## Exercise instructions:
Reproduce the material below line for line, changing no character, space, or punctuation mark.
[START OF Data provided]
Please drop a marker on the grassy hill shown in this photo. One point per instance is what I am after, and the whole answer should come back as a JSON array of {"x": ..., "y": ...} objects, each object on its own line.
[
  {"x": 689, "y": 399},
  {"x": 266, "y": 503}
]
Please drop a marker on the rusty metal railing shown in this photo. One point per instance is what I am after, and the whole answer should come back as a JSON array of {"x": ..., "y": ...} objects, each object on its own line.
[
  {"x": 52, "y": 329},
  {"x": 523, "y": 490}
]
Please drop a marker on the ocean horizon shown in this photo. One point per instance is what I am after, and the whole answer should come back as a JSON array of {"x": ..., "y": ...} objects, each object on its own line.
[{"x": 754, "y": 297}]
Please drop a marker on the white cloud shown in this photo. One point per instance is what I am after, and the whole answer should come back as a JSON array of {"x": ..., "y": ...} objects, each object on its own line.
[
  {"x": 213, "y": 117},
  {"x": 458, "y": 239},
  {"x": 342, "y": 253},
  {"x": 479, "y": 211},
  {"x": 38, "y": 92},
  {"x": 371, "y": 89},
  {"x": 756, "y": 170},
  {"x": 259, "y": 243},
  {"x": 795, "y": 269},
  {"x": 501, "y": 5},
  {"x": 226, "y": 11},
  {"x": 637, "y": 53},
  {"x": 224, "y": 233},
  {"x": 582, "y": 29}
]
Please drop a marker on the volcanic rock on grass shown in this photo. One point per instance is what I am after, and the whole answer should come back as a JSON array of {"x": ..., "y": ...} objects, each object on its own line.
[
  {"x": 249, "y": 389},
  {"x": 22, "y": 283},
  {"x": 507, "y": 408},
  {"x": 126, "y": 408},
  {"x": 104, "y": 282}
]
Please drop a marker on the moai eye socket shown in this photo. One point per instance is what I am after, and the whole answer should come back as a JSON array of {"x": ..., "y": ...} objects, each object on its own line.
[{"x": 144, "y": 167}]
[END OF Data provided]
## Response to the task:
Please drop a marker on the grassy hill shown in this photo. One point per instance is what I am after, and the whole answer should come back as a JSON array of {"x": ..., "y": ...} objects, each object on its own line.
[
  {"x": 689, "y": 399},
  {"x": 266, "y": 503}
]
Please drop a marker on the rusty metal railing shown in this photo. One point per instance is what I am after, and the whole answer should come back as a JSON array of {"x": ..., "y": ...} objects, each object on its own line.
[
  {"x": 52, "y": 329},
  {"x": 523, "y": 490}
]
Please drop a marker on the ocean horizon shown in this photo. One point per instance is what I am after, and the whole answer should come back as a JSON array of {"x": ..., "y": ...} objects, each object on its own line.
[{"x": 754, "y": 297}]
Please drop a marker on the white cloud shown in this photo. One point per instance is what I am after, and the whole answer should come back as a JSON array of {"x": ..., "y": ...} objects, each object on its own line.
[
  {"x": 213, "y": 117},
  {"x": 458, "y": 239},
  {"x": 342, "y": 253},
  {"x": 479, "y": 211},
  {"x": 38, "y": 92},
  {"x": 371, "y": 89},
  {"x": 756, "y": 170},
  {"x": 259, "y": 243},
  {"x": 795, "y": 269},
  {"x": 501, "y": 5},
  {"x": 226, "y": 11},
  {"x": 637, "y": 53},
  {"x": 224, "y": 233},
  {"x": 582, "y": 29}
]
Please drop a marker on the volcanic rock on grass shown in this photo. One point per instance is what I am after, and the whole answer should come back as a JSON array of {"x": ..., "y": ...} objects, each object on its own line.
[
  {"x": 249, "y": 389},
  {"x": 22, "y": 283},
  {"x": 507, "y": 408},
  {"x": 126, "y": 408},
  {"x": 104, "y": 282}
]
Please drop a marker on the moai eye socket shown in this photo. One point per instance is what I am after, and the whole answer should come back as a JSON array of {"x": ..., "y": ...} objects, each object on its own line.
[{"x": 144, "y": 167}]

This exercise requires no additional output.